***** Data

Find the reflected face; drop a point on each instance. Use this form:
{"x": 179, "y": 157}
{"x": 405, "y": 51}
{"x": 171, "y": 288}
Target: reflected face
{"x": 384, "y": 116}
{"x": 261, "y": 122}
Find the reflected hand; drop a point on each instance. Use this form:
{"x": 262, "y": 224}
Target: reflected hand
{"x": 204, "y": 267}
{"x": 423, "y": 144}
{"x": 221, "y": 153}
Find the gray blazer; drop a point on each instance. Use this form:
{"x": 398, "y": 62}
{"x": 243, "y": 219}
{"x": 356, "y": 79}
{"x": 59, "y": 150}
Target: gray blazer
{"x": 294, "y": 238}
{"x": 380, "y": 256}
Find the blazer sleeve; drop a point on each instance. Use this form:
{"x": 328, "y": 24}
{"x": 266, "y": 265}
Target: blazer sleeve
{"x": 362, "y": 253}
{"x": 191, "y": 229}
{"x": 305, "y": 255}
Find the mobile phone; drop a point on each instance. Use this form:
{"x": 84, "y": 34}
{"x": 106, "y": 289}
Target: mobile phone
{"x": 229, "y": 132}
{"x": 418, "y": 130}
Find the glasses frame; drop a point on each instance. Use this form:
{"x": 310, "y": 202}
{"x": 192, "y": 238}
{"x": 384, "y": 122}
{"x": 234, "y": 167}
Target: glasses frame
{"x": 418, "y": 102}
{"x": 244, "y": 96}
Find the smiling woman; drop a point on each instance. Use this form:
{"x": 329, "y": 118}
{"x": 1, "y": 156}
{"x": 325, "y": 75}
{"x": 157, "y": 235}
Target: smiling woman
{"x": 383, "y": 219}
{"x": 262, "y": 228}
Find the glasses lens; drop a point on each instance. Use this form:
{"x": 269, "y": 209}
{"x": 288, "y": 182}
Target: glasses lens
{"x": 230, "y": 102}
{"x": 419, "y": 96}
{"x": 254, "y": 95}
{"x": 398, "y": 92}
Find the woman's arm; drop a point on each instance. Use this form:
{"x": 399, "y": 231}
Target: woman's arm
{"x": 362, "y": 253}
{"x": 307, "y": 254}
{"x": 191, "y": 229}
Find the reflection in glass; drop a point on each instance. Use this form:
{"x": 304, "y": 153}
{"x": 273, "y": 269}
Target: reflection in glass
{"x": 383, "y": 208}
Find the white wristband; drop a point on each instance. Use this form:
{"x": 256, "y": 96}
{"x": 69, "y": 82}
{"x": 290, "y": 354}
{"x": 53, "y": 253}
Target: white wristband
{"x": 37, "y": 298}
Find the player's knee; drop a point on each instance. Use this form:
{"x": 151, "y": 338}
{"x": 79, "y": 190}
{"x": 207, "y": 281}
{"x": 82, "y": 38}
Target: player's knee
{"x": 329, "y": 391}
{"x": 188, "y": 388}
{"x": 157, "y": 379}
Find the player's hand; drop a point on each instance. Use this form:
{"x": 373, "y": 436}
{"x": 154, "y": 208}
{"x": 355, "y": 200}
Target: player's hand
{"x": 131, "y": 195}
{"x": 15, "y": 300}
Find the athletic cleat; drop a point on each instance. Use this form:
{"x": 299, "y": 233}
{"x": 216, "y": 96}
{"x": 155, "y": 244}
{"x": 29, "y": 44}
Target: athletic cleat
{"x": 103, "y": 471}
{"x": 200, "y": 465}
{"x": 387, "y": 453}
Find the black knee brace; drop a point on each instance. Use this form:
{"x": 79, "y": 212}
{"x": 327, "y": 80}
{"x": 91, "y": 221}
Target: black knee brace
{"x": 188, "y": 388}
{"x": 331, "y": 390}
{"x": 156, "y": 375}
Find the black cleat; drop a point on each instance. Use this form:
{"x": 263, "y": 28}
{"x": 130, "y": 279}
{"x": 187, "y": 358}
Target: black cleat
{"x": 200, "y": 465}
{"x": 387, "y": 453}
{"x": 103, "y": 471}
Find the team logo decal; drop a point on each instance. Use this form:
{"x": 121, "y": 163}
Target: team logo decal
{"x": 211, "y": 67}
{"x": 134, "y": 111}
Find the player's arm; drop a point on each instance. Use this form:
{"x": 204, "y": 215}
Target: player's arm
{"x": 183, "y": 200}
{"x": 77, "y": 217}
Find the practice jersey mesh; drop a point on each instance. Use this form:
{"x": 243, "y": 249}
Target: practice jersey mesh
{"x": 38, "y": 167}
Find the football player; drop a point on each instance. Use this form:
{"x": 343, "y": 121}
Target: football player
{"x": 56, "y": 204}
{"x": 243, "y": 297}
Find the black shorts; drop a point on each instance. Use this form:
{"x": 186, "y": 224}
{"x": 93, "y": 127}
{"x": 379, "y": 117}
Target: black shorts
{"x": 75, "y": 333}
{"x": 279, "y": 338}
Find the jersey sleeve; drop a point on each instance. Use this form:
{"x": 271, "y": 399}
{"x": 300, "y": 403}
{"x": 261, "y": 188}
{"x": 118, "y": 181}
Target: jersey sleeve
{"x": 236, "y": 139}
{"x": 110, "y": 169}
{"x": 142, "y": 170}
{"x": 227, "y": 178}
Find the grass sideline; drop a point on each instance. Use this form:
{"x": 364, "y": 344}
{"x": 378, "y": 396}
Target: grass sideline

**********

• Task objective
The lines above that hold "sideline" are the result; show every one of them.

• Solution to this exercise
Find the grass sideline; drop a point on each instance. Use this form:
Target: grass sideline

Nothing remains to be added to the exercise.